**Extracted records:**
————————

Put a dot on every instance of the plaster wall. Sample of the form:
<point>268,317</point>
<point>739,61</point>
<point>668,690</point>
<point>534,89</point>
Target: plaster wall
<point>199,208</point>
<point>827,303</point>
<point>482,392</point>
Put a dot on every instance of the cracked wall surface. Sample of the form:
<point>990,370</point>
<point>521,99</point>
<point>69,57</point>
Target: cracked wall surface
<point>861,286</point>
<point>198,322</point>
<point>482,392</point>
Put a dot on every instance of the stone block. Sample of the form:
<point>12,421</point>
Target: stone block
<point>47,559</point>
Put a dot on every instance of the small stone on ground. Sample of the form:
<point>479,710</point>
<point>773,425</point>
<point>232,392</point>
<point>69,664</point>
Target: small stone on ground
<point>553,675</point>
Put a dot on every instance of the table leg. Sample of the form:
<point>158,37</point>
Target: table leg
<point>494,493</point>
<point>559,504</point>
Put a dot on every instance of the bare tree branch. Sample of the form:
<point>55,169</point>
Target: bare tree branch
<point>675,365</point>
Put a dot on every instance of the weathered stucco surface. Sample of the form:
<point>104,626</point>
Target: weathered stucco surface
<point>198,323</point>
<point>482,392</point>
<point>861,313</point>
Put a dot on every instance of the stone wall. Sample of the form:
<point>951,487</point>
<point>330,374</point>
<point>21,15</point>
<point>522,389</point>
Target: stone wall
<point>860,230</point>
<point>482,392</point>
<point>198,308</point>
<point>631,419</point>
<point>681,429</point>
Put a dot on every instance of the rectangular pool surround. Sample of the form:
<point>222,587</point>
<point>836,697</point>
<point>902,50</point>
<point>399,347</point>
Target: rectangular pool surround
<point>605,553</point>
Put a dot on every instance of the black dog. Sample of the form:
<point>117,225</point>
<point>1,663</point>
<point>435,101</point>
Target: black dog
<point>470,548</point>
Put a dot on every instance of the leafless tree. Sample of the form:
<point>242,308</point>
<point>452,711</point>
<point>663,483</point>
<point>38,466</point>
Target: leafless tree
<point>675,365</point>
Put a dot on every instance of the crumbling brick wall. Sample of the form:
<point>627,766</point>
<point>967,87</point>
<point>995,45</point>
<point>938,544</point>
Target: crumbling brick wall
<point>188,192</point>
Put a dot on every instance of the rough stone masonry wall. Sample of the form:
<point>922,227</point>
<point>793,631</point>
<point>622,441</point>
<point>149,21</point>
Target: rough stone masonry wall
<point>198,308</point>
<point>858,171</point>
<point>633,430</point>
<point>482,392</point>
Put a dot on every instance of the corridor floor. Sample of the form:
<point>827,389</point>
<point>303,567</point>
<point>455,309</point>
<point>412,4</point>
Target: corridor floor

————————

**What to produce:** Update the material above by changing every "Sample of the form" to "Format sample" and leaving everything else as it is.

**Written reply:**
Put a dot on every instance of the plaster wall. Format sample:
<point>268,317</point>
<point>739,61</point>
<point>668,690</point>
<point>534,89</point>
Target: plaster wall
<point>199,208</point>
<point>827,303</point>
<point>482,392</point>
Put a dot on every instance of the cracked wall surface. Format sample:
<point>990,370</point>
<point>521,99</point>
<point>69,57</point>
Target: cracked wall surface
<point>861,286</point>
<point>198,322</point>
<point>482,392</point>
Put a dot on every instance of the stone block. Format sample:
<point>12,421</point>
Target: stone block
<point>47,559</point>
Put a dot on every instance of the small stone on ground. Format sample:
<point>479,710</point>
<point>773,425</point>
<point>232,392</point>
<point>69,664</point>
Target: small stone on ground
<point>553,675</point>
Put a dot on every instance of the table leg. Format sample:
<point>158,37</point>
Target: table leg
<point>494,493</point>
<point>559,504</point>
Put a dot on every instance of the bare tree branch. Format sample:
<point>55,169</point>
Target: bare tree branch
<point>675,365</point>
Put a dot on every instance of the weathered stucco surface. Format sample:
<point>104,626</point>
Target: weathered stucco surface
<point>198,323</point>
<point>482,392</point>
<point>861,313</point>
Put a dot on every instance of the stone wall. Format sample:
<point>951,487</point>
<point>330,374</point>
<point>21,15</point>
<point>522,389</point>
Target: stone wall
<point>860,230</point>
<point>482,392</point>
<point>198,308</point>
<point>631,419</point>
<point>681,429</point>
Put a dot on every instance of the rectangular pool surround. Format sample:
<point>222,587</point>
<point>836,697</point>
<point>902,50</point>
<point>399,347</point>
Target: rectangular pool surround
<point>605,553</point>
Put a dot on every instance of the black dog. Format sample:
<point>117,225</point>
<point>1,663</point>
<point>435,101</point>
Target: black dog
<point>470,548</point>
Put a dot on every instance of the leafless tree. Format sample:
<point>242,308</point>
<point>452,711</point>
<point>663,483</point>
<point>38,466</point>
Target: leafless tree
<point>675,365</point>
Put a dot on every instance of the crumbling brick wall. Format sample:
<point>627,766</point>
<point>967,87</point>
<point>995,45</point>
<point>938,544</point>
Target: crumbling brick wall
<point>188,192</point>
Put a dot on every instance of the rough stone masonry wall. Format sample:
<point>922,227</point>
<point>793,631</point>
<point>622,441</point>
<point>149,21</point>
Target: rough stone masonry wall
<point>198,308</point>
<point>858,171</point>
<point>633,430</point>
<point>482,392</point>
Put a dot on every instance of the corridor floor. Format sample:
<point>827,389</point>
<point>303,567</point>
<point>455,309</point>
<point>412,4</point>
Target: corridor floor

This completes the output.